= Extrait du texte =
------

L’ennui au travail (bore-out)

A l’heure où l’attention se pose essentiellement sur le burnout, apparaît ces dernières années le phénomène des conséquences de l’ennui au travail (bore-out) et notamment l’épuisement professionnel qu’induit le fait de s’ennuyer, de perdre goût à la tâche, et/ou de ne rien faire.

Comment peut-on s’ennuyer au travail ?

La journée d’un collaborateur touché par le bore-out peut ressembler à cela :

Très discrètement, il fait de son mieux pour que son inactivité ne se remarque pas. Le peu de choses à faire durant sa journée est pesant mais aussi frustrant. Si le plaisir d’avoir du temps au début est appréciable pour rattraper le retard sur des projets en cours, trier, ranger et se préparer à l’avenir, très rapidement, c’est l’interrogation qui s’installe fort de constater que le flux de travail et les échanges se font rares. Les quelques tâches qui lui sont confiées sont trop peu nombreuses pour l’occuper et si inintéressantes qu’elles ne parviennent pas à lui faire détourner le regard de la pendule. Depuis quelques temps déjà, il se rend bien compte que les uns et les autres le mettent à l’écart des décisions, des projets et aussi de la communication et de l’information qui pourraient le motiver et l’impliquer. Il se sent seul, même s’ils sont une bonne dizaine à œuvrer autour de lui. Personne ne le sollicite et les attitudes ne l’encouragent pas à prendre des initiatives. Le temps passe… trop lentement… et rien n’existe à part le vide, l’absence, le rejet, et ce sentiment de ne plus servir à rien et de n’être plus considéré et reconnu de personne.

Est-ce que cela voudrait dire que le bore-out est du à une sorte de mise au placard ?

Les causes du bore-out

La mise au placard peut être à l’origine de l’ennui au travail (bore-out) tout comme d’autres tentatives de manipulation par l’indifférence. Mais dans la plupart des cas, un travailleur peut se retrouver dans un sentiment d’ennui, tout en étant à l’abris de tentatives malsaines de harcèlement ou pression émotionnelle. Il s’agit de deux contextes à traiter différemment. Les risques de l’ennui au travail peuvent s’installer même dans un contexte de bienveillance. A y prêter attention, le ronron quotidien qui s’installe sur une longue période peut faire basculer un collaborateur, et même le faire fuir.

Un travail monotone dont on a fait le tour depuis des années déjà, agit directement sur le plaisir et l’intérêt à le faire. De même que des tâches dont le niveau d’exigences est faible et non évolutif aura le même effet. Se sentir enfermé dans un procédé sans jamais avoir la liberté de proposer des axes d’amélioration ou oser prendre des initiatives, peut toucher l’estime de soi et l’envie et la capacité à se réaliser.

------

= Données fournies =
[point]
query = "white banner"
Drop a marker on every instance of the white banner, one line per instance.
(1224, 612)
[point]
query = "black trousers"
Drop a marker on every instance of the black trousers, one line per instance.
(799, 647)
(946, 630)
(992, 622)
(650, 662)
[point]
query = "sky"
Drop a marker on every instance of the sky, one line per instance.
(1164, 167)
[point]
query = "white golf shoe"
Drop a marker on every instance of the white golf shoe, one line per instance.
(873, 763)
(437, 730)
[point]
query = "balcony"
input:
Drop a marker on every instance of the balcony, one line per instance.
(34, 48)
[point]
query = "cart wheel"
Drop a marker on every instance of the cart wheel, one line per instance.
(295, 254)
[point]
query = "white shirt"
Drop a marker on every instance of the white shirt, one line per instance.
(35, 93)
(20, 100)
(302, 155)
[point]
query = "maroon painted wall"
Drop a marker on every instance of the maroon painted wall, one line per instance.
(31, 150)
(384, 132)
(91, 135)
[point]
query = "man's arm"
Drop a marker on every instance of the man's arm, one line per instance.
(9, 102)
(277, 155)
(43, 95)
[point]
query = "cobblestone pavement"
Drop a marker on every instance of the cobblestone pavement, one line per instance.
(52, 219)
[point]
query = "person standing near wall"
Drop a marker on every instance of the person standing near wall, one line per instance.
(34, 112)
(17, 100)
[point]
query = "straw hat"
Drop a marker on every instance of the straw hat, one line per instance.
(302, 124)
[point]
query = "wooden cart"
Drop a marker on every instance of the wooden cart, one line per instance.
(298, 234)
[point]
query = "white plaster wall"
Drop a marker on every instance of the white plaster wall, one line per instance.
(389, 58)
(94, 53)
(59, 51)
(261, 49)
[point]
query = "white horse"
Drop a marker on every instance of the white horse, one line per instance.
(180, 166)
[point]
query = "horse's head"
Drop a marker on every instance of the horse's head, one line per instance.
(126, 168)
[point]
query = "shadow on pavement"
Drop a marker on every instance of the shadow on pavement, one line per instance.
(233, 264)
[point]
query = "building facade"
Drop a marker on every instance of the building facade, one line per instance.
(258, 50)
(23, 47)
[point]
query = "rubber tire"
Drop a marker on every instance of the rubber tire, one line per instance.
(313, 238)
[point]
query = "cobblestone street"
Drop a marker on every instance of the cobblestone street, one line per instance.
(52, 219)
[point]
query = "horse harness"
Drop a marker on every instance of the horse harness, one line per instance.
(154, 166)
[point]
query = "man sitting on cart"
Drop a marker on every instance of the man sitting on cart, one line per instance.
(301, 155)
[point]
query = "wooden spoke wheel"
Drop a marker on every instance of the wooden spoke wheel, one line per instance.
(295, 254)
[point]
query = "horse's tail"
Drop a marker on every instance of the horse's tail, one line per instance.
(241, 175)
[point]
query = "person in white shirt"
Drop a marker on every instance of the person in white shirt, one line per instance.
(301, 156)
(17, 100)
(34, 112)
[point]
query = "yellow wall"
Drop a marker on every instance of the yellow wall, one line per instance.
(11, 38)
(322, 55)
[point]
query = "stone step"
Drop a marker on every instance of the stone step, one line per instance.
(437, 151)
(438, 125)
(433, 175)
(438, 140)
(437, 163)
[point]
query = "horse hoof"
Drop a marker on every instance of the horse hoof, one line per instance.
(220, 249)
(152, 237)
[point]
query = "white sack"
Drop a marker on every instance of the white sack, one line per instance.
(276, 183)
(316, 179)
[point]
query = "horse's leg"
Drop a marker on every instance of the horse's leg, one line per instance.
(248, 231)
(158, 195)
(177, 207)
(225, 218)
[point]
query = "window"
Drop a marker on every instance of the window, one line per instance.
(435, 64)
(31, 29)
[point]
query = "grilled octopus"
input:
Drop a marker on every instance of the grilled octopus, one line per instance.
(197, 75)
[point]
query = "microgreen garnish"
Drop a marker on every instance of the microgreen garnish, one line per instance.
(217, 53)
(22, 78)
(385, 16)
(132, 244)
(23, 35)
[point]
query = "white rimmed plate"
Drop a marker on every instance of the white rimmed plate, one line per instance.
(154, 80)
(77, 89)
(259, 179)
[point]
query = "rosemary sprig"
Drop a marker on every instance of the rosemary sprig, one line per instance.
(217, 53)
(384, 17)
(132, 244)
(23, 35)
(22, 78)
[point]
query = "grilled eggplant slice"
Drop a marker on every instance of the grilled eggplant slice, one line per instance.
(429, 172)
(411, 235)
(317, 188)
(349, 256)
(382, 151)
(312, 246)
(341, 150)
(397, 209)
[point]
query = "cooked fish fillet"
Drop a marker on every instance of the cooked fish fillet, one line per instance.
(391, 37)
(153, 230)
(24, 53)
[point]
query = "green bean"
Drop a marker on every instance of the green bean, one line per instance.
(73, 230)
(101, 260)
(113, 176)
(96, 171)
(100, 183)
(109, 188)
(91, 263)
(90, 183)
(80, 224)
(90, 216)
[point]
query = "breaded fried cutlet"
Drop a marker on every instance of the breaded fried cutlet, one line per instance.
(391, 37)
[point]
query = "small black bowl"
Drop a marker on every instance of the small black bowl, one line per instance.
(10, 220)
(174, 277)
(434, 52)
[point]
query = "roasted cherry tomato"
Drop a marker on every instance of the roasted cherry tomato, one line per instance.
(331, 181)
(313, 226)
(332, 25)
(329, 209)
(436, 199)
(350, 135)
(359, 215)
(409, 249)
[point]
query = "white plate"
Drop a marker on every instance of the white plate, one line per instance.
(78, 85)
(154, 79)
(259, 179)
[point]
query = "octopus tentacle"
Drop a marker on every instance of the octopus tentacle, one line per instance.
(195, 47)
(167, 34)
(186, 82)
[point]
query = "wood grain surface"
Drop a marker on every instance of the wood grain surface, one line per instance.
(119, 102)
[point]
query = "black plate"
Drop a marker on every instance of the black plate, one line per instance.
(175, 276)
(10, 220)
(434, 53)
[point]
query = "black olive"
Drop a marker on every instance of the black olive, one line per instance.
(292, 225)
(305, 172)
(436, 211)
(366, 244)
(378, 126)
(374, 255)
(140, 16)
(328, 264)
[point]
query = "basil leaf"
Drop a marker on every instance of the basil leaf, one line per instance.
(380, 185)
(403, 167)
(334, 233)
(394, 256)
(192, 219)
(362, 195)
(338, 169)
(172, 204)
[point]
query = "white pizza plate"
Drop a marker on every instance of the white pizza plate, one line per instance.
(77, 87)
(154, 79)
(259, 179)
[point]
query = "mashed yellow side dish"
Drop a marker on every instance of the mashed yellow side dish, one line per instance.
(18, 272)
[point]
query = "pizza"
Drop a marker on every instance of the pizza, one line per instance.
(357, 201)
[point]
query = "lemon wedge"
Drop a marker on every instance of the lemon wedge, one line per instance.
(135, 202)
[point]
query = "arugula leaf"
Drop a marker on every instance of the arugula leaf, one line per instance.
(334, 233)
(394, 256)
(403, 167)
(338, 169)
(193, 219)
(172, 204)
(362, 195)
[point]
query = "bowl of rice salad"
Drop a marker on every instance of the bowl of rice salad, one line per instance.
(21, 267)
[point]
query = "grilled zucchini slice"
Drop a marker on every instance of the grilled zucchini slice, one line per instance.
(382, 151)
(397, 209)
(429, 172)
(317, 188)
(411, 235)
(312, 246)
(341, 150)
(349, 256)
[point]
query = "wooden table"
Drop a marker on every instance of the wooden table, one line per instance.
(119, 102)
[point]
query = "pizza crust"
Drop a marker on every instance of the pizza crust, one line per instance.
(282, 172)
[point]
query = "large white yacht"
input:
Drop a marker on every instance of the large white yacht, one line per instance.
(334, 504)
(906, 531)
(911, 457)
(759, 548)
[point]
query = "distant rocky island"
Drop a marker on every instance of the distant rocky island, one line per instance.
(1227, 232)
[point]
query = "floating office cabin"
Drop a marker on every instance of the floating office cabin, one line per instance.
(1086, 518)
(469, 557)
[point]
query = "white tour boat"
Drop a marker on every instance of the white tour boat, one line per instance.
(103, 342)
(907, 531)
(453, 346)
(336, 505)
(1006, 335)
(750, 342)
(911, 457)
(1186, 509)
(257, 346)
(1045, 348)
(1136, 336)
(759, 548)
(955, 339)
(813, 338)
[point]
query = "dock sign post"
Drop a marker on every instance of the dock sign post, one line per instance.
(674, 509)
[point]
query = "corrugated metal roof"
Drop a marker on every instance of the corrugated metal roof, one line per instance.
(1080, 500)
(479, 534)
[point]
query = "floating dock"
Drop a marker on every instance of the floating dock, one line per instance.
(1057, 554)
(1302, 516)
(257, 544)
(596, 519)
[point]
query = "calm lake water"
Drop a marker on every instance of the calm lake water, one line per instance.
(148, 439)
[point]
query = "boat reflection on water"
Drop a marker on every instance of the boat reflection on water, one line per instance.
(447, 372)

------

= Consigne 1 =
D'après le texte sur l'ennui au travail, de quoi les autres tiennent-ils à l'écart le collaborateur touché par le bore-out ? Citez tout ce qui est mentionné.
= Consigne 2 =
Poursuivez le texte sur l'ennui au travail à partir de sa dernière phrase.
Les entrées n'ont aucun lien avec le texte sur l'ennui au travail.

= Résultat 1 =
Les décisions, les projets, la communication et l'information.

= Résultat 2 =
L’ennui peut venir également d’un manque de compréhension de ce qui est attendu et demandé. Donner du sens à ce qui est fait et à l’importance du travail de chacun, permet au collaborateur de pouvoir comprendre sa valeur et vouloir s’élever à tous niveaux. Ne pas percevoir le but final et l’intérêt de son travail provoque une sensation de vide et d’inutilité.

L’humain a besoin de s’élever, de progresser

L’ennui au travail peut intervenir lorsqu’une absence de progression est constatée depuis des années. Progression ne veut pas forcément dire « augmentation de salaire ». La progression réside surtout dans l’opportunité de pouvoir apprendre, de s’ouvrir à des expériences nouvelles, d’échanger, de comprendre, de pouvoir projeter, espérer, et de pouvoir participer à un projet innovant et gratifiant.

Les conséquences de l’ennui au travail (bore-out)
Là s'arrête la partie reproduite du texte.